:: TASK INSTRUCTIONS ::
Each line of the entries below that includes "cutout" belongs in your answer.

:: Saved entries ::
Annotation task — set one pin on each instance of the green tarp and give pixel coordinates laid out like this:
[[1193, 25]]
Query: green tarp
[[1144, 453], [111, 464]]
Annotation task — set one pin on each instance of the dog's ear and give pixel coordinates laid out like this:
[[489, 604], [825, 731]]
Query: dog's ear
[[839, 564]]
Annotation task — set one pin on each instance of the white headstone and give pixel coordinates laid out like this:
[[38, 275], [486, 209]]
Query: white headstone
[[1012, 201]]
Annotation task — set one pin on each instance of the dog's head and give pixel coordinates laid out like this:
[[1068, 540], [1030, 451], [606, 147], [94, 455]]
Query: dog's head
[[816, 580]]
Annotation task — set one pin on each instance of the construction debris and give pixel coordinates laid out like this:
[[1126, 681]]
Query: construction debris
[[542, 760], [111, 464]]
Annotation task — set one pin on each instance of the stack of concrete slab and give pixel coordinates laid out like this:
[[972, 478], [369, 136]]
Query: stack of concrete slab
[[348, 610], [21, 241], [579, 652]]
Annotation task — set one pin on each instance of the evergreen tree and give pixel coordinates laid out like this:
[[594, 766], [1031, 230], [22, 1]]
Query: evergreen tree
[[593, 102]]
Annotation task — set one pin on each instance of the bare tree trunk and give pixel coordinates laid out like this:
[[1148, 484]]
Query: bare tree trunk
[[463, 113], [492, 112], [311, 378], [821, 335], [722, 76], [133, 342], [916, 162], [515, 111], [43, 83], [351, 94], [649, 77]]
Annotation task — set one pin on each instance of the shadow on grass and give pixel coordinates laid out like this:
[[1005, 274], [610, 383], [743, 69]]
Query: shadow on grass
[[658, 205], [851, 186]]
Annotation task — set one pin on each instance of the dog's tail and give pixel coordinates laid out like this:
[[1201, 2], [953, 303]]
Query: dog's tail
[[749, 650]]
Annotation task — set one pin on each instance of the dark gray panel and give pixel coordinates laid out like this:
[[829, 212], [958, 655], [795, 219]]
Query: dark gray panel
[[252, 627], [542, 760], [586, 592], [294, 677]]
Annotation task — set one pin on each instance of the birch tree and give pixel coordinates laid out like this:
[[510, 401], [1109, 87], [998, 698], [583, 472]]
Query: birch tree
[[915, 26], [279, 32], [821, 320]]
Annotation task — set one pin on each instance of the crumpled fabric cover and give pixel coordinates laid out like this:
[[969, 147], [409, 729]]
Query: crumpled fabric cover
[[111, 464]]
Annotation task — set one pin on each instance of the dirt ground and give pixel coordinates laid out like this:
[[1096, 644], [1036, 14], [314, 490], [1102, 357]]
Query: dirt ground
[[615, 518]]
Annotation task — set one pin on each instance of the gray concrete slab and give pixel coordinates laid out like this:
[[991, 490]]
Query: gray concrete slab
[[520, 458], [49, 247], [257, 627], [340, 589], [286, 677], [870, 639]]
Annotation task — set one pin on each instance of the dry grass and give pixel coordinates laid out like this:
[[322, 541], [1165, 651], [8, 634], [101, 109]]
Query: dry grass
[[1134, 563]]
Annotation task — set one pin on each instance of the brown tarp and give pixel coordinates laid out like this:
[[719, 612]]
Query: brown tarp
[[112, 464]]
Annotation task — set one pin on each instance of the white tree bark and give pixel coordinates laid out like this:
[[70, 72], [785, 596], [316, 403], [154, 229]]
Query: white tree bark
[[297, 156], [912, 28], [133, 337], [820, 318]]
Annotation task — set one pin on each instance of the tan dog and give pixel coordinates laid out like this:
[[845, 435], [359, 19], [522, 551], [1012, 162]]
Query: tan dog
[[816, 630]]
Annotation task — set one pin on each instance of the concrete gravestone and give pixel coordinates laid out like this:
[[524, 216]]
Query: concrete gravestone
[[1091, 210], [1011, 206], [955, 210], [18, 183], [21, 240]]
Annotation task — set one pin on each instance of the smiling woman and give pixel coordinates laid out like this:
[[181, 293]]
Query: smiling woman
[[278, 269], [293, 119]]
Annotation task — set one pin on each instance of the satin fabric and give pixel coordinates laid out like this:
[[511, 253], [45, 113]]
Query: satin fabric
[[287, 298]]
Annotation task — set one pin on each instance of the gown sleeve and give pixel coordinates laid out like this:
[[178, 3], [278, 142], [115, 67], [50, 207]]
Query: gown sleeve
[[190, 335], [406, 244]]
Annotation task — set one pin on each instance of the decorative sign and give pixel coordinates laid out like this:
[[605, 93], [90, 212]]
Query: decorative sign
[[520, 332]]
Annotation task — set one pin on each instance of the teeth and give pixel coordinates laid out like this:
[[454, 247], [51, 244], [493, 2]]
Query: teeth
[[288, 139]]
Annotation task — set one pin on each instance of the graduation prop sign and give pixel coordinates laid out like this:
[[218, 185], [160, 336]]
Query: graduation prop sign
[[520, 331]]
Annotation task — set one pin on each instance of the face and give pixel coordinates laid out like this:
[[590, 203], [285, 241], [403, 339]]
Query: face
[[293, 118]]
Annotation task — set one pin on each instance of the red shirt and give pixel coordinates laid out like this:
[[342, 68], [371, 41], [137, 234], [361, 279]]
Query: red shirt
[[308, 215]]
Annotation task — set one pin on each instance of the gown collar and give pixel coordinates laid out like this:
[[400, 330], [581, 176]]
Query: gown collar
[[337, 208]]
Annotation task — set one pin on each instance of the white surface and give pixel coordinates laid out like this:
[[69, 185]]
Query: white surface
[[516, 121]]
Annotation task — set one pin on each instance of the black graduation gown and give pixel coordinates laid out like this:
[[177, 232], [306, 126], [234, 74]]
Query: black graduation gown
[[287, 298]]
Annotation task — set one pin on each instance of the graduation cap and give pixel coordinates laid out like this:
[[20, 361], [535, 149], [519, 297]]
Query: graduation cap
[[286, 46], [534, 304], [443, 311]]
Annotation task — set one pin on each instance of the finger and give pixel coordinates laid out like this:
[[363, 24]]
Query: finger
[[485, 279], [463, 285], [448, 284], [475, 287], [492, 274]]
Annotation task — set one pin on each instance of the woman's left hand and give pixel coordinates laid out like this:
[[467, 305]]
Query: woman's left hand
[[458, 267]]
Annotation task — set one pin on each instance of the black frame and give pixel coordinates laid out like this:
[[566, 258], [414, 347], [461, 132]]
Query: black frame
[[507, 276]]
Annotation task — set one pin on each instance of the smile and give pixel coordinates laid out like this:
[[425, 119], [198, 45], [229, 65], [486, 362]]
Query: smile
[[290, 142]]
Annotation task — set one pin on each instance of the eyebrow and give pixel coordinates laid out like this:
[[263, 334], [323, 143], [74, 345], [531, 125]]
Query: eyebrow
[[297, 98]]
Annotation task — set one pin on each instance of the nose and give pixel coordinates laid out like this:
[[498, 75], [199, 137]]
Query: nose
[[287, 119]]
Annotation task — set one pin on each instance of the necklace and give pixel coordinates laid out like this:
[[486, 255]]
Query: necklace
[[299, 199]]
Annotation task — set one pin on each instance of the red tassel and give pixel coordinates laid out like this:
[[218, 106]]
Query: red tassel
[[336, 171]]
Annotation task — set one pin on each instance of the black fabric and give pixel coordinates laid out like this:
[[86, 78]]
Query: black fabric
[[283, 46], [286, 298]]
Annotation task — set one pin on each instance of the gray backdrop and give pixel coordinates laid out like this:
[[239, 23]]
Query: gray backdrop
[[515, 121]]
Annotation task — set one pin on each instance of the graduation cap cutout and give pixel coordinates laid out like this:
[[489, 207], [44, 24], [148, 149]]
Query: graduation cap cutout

:: ANSWER TO THIS PROBLEM ::
Annotation task — set one pin on each instance of the graduation cap cutout and give pixel coordinates laid out like this:
Query: graduation cap cutout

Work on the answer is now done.